— Begin Reading text —

This fact is especially concerning when it comes to the consequences of non-compliance. For example, in Argentina, failure to pay withholding taxes can result in hefty fines of up to 10 times the amount not paid. Effectively managing B2B transactions, therefore, is of the essence.Doing so, however, requires an in-depth understanding of the individual, country-specific regulations that govern each jurisdiction.
World Finance spoke to Ana Paula Maciel, Tax Content Manager at leading tax solutions firm Vertex, and Ernesto Levy, Senior Leader of Global Indirect Tax at Intuit, to find out more about how Argentina, Brazil and Mexico differ in regulations, and what businesses can do to streamline their processes.
Untangling the complexities
In Maciel’s words: “Withholding tax is a government requirement for the buyer of goods or services to deduct a specific amount from the payment made to the supplier.” However, what sounds simple in theory is far more complex in reality, especially when various external factors – such as the various levels of government at play (federal, provincial and municipal) and frequently changing rules – are taken into consideration.
“Several common challenges crop up when tax functions address withholding tax requirements in Argentina, Brazil and Mexico, not least because each country has multiple forms of withholding taxes, rates and procedures”, said Maciel. “Rules, rates and calculations are subject to frequent adjustments and legislative changes, especially during periods of economic stress, in which governments are hungry for faster ways to collect revenue. Tax managers grappling to manage withholding taxes in these countries may feel that the rules, scattered throughout government layers, change at least every 100 days.”
When it comes to withholding, Brazil and Argentina are two of the most complex countries in the world. This is not helped by the fact that, in the latter country, a collection regime also applies, whereby the seller is mandated by the government to collect an advanced payment of taxes from the buyer at the time of invoicing.
The issue with Argentina
Both of these regimes are used heavily in Argentina; they can be found at the federal, provincial and municipal levels of government (see Fig 1) and are applied within almost all tax types, including income tax, VAT and turnover tax. According to Levy: “This approach complicates business and tax compliance in the country. Tax departments must collaborate closely with finance and accounting teams, investing significant time in tax management and compliance activities.”
Then there are the various regulations within each government level: on the federal side, almost all goods and services are subject to withholding income tax, and the majority of registered taxpayers are required to act as withholding tax agents. There are, however, some exemptions, including chargebacks, currency exchange transactions and payments made to government institutions.
“The calculation is highly complex, in part because it requires the buyer to track all payments made to each taxpayer within a specific category throughout the month”, said Levy. “The total payments made for each category must then be compared to each threshold.”
When it comes to VAT withholding, rates in Argentina vary depending on the type of goods or services being supplied – ranging from 50 percent on the sale of goods and certain construction services, up to 100 percent for ‘blacklisted’ taxpayers identified as high risk by the authority.
While this sounds confusing, things get even trickier at the provincial level. According to Maciel: “At this level, Argentina’s approach to withholding and collection taxes applied to turnover tax qualifies as complex.” There are 24 autonomous tax jurisdictions, and each one handles withholding and collection taxes based on a unique set of regulations. There are then various exemptions to consider; certain transactions may be excluded under different provincial tax regimes. In some cases, sales of capital goods are excluded from withholding and collection taxes, for example.

— End Reading text —
— Begin Stored data —

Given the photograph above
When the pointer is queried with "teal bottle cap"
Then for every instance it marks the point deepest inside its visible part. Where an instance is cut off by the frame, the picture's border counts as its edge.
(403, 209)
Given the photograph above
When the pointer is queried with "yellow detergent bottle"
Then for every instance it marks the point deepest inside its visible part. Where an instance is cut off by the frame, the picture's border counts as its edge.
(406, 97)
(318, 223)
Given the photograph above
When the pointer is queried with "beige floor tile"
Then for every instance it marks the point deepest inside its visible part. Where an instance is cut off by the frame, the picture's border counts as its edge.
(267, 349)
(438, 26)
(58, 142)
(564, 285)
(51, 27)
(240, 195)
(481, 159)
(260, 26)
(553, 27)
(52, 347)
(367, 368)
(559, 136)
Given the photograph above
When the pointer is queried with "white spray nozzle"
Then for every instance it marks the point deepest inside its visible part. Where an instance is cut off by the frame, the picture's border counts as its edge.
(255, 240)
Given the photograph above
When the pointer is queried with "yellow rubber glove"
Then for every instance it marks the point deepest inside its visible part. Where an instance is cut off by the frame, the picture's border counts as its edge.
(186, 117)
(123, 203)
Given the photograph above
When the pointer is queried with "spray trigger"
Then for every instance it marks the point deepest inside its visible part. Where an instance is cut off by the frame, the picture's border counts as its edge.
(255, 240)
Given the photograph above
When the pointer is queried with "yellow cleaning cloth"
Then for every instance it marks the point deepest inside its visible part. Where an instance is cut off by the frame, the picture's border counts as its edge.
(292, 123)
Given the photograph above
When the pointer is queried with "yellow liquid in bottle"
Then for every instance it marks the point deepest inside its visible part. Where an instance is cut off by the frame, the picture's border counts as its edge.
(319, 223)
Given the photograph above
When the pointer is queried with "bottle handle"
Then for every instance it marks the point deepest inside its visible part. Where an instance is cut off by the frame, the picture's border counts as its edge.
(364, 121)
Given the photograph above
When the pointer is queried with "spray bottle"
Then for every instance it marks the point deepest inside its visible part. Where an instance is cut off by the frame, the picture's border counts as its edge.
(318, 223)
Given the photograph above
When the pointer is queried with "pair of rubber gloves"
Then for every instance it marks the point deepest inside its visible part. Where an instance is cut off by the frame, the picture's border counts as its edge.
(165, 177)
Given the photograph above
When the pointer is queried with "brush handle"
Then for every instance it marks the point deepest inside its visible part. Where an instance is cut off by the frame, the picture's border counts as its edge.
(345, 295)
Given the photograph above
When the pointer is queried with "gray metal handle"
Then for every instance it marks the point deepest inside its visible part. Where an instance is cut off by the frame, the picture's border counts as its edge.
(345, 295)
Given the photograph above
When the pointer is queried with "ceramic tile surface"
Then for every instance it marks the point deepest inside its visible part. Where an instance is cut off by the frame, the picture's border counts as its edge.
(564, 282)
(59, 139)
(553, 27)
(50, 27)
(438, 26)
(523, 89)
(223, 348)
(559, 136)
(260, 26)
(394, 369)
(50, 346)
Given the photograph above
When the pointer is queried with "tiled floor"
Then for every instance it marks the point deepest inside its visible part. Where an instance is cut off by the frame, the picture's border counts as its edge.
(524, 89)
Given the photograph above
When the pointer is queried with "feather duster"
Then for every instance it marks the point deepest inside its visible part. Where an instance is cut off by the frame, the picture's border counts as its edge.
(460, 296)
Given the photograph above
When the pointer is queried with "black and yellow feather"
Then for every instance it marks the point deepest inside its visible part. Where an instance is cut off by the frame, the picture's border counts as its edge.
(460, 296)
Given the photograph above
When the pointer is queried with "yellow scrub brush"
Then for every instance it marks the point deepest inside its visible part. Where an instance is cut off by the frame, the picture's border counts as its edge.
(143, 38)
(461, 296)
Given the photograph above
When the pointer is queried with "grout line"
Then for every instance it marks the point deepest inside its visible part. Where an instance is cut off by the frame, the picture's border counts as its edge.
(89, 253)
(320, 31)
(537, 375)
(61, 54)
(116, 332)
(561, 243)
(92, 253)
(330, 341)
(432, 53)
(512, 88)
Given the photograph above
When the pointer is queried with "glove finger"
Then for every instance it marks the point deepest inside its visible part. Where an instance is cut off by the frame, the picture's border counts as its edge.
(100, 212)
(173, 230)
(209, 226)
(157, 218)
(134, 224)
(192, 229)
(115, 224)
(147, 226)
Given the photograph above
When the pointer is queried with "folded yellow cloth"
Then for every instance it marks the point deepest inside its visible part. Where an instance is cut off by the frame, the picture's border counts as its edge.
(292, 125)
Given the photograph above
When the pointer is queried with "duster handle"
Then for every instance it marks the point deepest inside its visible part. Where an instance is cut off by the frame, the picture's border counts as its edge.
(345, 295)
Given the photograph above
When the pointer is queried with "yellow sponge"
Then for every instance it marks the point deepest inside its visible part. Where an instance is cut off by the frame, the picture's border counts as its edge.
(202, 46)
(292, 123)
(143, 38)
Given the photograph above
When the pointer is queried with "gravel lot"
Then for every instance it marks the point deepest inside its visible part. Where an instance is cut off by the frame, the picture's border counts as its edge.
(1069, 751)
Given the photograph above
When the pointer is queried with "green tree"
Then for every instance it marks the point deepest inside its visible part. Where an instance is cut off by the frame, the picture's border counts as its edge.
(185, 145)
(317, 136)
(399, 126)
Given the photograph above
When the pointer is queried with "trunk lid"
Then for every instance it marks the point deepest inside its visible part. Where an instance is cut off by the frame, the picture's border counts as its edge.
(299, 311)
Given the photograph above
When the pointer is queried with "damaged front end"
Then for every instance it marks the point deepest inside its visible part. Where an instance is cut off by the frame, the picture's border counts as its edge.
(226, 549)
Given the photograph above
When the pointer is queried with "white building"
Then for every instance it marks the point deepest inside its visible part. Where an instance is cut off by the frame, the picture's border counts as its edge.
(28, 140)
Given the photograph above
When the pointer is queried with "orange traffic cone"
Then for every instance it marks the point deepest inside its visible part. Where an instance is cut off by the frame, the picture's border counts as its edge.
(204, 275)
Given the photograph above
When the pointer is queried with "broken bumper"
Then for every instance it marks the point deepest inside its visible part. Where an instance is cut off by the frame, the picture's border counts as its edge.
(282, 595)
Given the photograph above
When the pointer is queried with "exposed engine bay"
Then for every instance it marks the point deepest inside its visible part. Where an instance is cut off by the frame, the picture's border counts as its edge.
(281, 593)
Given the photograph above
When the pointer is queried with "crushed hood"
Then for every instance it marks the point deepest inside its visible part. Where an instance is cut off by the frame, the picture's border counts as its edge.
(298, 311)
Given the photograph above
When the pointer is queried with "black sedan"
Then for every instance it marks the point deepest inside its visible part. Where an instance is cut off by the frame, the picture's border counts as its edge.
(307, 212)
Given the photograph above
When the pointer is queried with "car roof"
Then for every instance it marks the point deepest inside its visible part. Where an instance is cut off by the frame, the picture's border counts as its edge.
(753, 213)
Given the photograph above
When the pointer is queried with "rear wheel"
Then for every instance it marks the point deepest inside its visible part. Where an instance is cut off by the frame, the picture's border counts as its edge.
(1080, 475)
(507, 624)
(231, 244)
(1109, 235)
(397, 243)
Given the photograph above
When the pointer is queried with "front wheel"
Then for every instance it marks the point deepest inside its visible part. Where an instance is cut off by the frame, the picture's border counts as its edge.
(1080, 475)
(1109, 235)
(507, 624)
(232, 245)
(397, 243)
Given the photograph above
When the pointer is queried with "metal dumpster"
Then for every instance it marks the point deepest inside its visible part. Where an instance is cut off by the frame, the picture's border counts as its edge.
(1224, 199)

— End Stored data —

> **Directives**
**a.** According to the withholding tax article, why is calculating federal withholding income tax in Argentina so hard? Answer in one to three sentences.
**b.** List each exemption from Argentina's federal withholding income tax that the withholding tax article names.
**c.** Answer these from the withholding tax article:
(i) In Argentina, how large can the fine be for not paying withholding taxes?
(ii) How many autonomous tax jurisdictions does Argentina have at the provincial level?
(iii) What VAT withholding rate applies to "blacklisted" taxpayers in Argentina?
The data that come after the withholding tax article are separate material and have nothing to do with it.

> **The answers**
**a.** The buyer has to track every payment made to each taxpayer within a specific category over the whole month. The total for each category then has to be compared to each threshold.

**b.**
- Chargebacks
- Currency exchange transactions
- Payments made to government institutions

**c.**
(i) Up to 10 times the amount not paid.
(ii) 24.
(iii) 100 percent.